Would you transcribe exactly the lines from the beginning of the records below through the line with "Target: woman in brown leather jacket", both included, omitting the pictures?

####

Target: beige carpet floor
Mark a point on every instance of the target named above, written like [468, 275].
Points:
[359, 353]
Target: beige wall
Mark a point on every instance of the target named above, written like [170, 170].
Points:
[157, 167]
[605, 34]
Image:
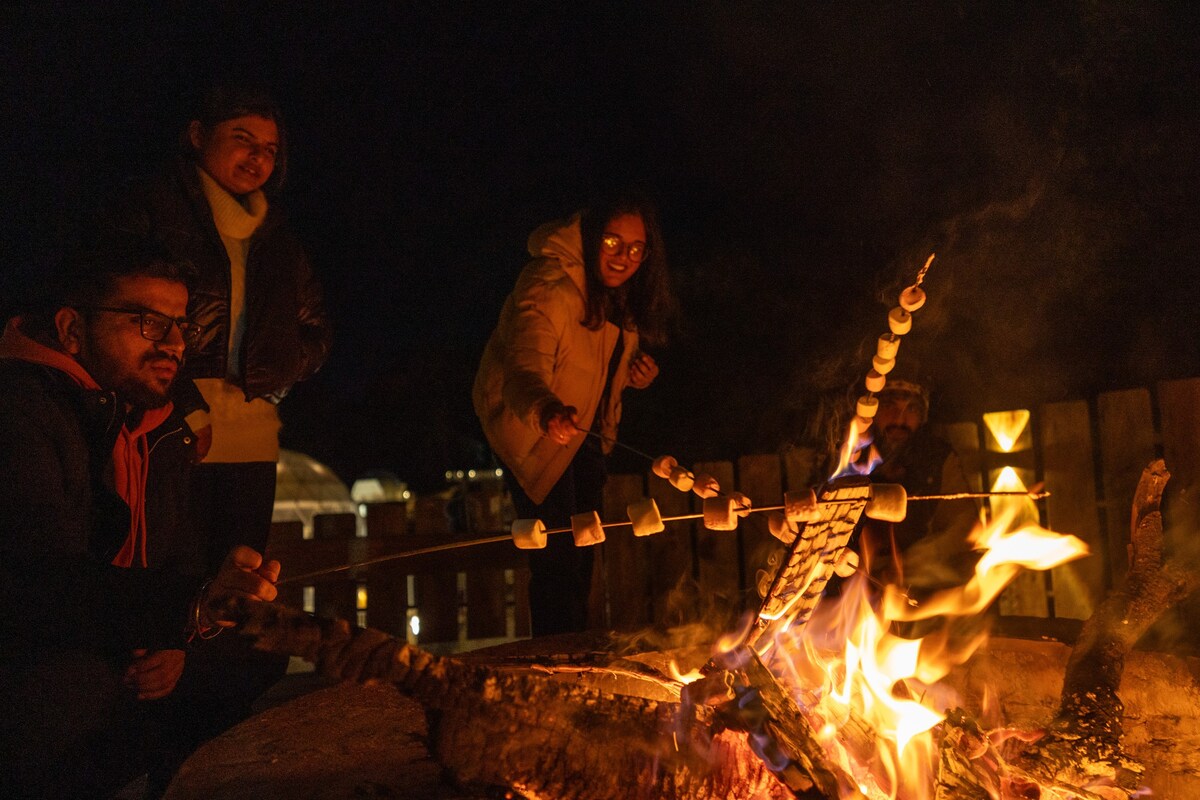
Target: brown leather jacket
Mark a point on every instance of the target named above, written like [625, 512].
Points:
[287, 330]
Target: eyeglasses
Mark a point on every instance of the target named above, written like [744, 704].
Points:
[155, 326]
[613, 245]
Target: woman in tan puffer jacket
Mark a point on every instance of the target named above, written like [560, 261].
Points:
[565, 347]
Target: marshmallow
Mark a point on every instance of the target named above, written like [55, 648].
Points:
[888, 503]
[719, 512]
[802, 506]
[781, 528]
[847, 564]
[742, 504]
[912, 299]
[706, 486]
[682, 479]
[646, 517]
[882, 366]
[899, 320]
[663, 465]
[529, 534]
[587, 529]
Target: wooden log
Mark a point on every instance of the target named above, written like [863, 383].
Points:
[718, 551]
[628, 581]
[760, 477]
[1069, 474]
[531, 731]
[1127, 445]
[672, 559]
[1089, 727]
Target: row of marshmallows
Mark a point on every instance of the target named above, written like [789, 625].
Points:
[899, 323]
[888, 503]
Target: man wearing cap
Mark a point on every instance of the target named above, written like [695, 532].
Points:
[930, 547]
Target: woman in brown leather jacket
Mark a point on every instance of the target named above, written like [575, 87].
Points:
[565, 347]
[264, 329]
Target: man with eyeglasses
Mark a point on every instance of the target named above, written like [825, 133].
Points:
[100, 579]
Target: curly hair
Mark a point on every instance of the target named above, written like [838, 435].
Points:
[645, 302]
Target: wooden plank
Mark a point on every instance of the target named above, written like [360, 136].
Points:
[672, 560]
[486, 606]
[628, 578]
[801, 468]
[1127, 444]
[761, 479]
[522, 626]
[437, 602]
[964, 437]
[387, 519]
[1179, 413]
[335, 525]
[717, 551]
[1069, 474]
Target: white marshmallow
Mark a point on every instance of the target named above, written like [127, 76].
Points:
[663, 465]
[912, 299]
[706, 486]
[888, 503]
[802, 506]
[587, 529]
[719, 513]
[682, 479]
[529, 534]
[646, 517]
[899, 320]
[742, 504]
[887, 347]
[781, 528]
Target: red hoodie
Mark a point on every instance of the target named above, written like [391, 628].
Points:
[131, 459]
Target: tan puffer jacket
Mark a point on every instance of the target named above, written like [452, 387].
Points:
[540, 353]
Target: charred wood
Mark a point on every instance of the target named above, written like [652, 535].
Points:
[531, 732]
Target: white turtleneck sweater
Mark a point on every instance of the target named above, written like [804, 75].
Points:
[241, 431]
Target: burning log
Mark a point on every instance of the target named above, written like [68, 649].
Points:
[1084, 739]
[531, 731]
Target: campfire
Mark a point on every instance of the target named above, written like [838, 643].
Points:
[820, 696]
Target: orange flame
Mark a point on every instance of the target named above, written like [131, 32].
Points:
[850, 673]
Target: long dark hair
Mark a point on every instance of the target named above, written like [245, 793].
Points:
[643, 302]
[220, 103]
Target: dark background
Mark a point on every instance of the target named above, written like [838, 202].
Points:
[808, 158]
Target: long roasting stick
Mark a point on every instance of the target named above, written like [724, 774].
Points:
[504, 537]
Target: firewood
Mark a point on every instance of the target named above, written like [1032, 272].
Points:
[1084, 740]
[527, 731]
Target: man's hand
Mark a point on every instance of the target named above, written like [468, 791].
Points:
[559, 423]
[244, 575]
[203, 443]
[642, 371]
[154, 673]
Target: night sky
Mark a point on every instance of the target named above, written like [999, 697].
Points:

####

- Solved exercise:
Target: beige carpet floor
Mark a point on every instance of the target named above, written like [468, 275].
Points:
[359, 353]
Target: beige wall
Mark a point on every instance of the target named above, written like [170, 170].
Points:
[157, 167]
[605, 34]
Image:
Target: brown leather jacket
Mark a point on every instance of the target named above, written like [625, 512].
Points:
[287, 330]
Target: eyeglasses
Mark a point on every instance of the target named above, written like [744, 704].
Points:
[155, 326]
[613, 245]
Target: woman in tan puffer jacket
Mark a point on every instance of the target named above, written like [560, 261].
Points:
[565, 347]
Target: marshmallow
Mark a point on every instance of the target named above, written like [55, 648].
Points:
[888, 503]
[719, 512]
[802, 506]
[781, 528]
[847, 564]
[742, 504]
[912, 299]
[706, 486]
[682, 479]
[646, 517]
[882, 366]
[899, 320]
[663, 465]
[529, 534]
[587, 529]
Target: wooden log
Mark a point on every instance of the target named above, written like [863, 383].
Points:
[718, 551]
[628, 581]
[760, 477]
[1069, 474]
[531, 731]
[1127, 445]
[672, 559]
[1089, 727]
Target: row of marshmallows
Mark a point on every instance of the target named above, written like [789, 625].
Points:
[899, 323]
[888, 503]
Target: man wearing cap
Mark a point on every instance of the target named above, written like [695, 532].
Points:
[930, 547]
Target: woman in brown leather jacket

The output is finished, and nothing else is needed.